WHAT YOU WILL DO :: Identify the line in which "sample: [510, 122]." appears, then reproduce that line and all remaining lines of the records word for word.
+===+
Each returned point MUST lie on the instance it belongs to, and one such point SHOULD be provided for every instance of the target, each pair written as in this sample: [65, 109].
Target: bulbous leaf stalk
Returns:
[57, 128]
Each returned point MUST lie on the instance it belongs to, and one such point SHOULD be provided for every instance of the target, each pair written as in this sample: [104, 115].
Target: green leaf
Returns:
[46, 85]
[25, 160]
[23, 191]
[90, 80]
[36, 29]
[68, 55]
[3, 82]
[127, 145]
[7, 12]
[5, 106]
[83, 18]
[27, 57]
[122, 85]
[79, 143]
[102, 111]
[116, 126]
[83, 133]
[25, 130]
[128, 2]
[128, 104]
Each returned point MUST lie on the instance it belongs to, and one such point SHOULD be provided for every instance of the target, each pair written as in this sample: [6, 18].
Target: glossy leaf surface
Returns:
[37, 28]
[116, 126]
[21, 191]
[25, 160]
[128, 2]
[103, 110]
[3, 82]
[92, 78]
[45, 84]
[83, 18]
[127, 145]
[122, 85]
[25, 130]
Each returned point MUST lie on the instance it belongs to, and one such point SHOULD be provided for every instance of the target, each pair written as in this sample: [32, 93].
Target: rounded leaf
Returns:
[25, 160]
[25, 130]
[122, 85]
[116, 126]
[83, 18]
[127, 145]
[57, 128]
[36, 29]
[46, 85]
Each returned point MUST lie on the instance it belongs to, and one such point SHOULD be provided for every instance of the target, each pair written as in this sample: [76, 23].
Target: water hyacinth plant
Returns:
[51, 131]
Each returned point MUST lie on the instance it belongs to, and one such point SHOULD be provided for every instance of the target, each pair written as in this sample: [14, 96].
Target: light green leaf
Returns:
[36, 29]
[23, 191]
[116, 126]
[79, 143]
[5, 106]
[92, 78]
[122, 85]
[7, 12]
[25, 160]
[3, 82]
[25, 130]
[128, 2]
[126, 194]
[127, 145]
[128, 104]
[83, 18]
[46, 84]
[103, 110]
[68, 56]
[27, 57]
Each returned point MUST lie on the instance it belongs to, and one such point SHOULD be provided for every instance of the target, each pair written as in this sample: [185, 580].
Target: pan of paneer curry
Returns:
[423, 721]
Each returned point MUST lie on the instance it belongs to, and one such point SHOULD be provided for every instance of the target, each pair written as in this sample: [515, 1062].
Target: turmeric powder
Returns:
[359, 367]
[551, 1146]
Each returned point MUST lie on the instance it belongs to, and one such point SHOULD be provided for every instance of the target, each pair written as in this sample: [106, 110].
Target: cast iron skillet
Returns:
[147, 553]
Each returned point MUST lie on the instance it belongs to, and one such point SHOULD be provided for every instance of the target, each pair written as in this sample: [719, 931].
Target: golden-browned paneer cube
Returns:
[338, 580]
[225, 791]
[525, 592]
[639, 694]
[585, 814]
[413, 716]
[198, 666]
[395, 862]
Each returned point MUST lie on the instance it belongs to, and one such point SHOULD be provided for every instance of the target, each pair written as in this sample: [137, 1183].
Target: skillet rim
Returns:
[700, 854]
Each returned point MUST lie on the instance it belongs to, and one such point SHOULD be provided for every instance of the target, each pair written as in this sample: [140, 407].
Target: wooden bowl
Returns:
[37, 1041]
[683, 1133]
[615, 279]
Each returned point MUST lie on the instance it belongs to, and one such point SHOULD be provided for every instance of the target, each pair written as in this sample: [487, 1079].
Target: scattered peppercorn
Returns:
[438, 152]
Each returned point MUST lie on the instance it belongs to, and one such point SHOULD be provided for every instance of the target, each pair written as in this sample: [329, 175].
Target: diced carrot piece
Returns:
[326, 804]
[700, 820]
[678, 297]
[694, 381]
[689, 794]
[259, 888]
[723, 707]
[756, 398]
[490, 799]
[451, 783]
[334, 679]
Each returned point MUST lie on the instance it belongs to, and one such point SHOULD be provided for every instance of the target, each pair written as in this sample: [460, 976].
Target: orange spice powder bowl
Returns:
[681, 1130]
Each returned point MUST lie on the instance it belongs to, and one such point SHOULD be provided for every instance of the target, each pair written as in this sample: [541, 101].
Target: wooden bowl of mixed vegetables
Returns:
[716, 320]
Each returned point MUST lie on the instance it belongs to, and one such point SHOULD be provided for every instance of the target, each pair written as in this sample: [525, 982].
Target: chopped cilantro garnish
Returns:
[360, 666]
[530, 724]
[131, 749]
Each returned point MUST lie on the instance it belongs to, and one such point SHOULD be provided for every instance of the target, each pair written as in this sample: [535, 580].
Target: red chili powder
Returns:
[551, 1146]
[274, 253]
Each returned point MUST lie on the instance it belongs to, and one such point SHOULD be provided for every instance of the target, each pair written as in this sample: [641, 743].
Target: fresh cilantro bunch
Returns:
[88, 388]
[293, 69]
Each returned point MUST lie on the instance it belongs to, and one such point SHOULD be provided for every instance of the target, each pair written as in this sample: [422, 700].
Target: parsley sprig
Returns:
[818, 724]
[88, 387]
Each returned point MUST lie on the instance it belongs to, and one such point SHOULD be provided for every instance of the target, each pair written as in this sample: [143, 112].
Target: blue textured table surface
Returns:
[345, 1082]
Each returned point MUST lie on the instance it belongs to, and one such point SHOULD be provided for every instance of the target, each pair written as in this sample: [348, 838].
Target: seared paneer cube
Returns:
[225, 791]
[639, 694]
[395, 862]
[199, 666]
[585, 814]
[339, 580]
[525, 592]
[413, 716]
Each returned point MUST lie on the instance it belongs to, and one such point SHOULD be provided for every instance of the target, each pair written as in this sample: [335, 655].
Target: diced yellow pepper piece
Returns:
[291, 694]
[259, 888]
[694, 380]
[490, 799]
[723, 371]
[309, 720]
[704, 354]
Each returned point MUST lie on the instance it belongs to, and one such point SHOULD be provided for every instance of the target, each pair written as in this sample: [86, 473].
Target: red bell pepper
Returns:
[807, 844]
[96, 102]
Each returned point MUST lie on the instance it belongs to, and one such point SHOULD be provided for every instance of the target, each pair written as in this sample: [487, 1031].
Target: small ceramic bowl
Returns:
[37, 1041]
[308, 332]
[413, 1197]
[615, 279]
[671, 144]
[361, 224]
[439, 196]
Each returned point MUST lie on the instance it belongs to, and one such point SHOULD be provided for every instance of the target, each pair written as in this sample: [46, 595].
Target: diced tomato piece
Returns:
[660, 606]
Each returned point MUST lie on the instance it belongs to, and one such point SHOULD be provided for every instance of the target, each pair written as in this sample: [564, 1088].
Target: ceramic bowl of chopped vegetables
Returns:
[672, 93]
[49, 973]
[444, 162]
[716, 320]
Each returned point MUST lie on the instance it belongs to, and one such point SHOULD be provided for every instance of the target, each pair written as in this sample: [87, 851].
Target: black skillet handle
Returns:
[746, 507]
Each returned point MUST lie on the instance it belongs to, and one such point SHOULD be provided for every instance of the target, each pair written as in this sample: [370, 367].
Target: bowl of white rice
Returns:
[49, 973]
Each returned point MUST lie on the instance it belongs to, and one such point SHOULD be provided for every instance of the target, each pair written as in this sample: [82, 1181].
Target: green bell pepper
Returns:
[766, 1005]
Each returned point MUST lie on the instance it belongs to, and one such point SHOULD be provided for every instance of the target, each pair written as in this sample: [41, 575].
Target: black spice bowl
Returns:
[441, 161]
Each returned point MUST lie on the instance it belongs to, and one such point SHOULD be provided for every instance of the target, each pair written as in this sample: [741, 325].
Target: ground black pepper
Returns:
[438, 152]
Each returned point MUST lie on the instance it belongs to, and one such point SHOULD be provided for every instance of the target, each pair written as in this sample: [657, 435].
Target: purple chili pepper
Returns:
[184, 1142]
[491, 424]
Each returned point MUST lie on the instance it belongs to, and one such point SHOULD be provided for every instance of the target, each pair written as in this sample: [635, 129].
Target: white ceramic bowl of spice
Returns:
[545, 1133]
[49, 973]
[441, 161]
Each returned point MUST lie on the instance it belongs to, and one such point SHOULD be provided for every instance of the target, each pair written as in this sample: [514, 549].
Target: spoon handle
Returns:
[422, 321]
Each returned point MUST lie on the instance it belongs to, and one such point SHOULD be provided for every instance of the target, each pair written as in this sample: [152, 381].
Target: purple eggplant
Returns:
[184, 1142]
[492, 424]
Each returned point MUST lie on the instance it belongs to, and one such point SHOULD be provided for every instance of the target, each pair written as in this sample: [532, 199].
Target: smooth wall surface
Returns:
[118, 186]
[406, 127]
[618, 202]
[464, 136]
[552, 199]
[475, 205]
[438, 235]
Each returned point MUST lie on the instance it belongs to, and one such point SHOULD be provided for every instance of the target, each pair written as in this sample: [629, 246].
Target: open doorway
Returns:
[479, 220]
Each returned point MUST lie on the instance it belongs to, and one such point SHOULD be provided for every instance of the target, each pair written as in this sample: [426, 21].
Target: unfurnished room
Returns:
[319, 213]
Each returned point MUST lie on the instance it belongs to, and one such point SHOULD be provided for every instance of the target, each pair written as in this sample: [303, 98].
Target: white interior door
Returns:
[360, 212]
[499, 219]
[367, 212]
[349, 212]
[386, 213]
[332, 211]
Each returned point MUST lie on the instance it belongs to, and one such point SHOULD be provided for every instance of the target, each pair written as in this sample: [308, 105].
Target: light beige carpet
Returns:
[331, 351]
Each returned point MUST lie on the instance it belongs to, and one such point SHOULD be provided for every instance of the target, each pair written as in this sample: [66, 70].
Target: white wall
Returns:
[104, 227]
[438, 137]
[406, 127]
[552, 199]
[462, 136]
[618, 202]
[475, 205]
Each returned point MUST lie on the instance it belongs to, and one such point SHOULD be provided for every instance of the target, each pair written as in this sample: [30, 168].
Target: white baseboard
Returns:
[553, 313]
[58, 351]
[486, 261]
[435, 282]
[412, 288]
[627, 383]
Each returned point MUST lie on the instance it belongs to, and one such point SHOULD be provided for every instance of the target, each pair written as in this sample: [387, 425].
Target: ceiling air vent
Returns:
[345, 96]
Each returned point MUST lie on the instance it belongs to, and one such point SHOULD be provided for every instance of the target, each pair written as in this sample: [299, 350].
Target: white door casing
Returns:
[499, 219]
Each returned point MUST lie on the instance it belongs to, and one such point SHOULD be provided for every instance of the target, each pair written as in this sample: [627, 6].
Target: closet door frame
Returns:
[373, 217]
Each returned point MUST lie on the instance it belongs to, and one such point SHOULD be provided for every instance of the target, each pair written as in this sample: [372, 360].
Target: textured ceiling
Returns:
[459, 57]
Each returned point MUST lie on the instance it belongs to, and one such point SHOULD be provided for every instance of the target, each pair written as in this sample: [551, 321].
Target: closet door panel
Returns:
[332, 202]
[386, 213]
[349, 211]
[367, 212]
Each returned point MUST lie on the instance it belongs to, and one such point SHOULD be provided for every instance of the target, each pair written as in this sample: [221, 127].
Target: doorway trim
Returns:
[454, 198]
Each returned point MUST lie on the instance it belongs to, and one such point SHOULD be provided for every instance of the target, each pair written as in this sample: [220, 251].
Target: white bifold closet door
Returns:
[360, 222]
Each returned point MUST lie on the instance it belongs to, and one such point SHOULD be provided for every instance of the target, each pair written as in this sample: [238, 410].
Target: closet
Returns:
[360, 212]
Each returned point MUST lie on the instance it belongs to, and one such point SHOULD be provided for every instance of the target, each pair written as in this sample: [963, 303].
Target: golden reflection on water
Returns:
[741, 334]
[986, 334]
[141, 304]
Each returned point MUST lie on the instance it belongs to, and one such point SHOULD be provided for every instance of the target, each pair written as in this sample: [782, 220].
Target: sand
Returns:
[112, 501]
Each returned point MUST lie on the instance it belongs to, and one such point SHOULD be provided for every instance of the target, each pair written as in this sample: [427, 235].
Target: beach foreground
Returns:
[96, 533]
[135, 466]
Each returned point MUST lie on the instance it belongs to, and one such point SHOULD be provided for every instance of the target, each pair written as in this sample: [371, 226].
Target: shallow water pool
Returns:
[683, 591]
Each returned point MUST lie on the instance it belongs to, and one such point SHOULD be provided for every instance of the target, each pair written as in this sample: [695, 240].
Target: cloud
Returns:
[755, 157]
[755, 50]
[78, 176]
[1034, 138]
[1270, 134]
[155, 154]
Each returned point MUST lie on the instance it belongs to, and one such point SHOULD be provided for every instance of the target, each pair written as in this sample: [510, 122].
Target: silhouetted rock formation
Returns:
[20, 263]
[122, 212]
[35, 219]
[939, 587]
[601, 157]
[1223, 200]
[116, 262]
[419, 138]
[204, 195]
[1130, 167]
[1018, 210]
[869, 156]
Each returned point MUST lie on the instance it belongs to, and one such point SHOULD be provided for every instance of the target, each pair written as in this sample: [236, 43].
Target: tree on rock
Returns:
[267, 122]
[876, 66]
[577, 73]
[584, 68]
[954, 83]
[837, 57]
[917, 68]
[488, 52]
+===+
SOLUTION ::
Each returned point MUST lie on the instance it belongs to, and one such point SHOULD be provided for every instance of the target, each pair written as in this sample: [510, 122].
Target: silhouetted rock formation
Returns:
[20, 263]
[122, 212]
[35, 219]
[939, 587]
[601, 157]
[1223, 200]
[116, 262]
[419, 138]
[204, 195]
[1130, 167]
[1018, 210]
[869, 156]
Each returned point MUST lie on the instance it belongs to, and one such point SHOULD be provided for every instance of the target, each pair written as in this sample: [236, 43].
Target: tree on rock
Returns:
[267, 122]
[876, 66]
[577, 73]
[584, 68]
[954, 83]
[837, 57]
[917, 68]
[488, 52]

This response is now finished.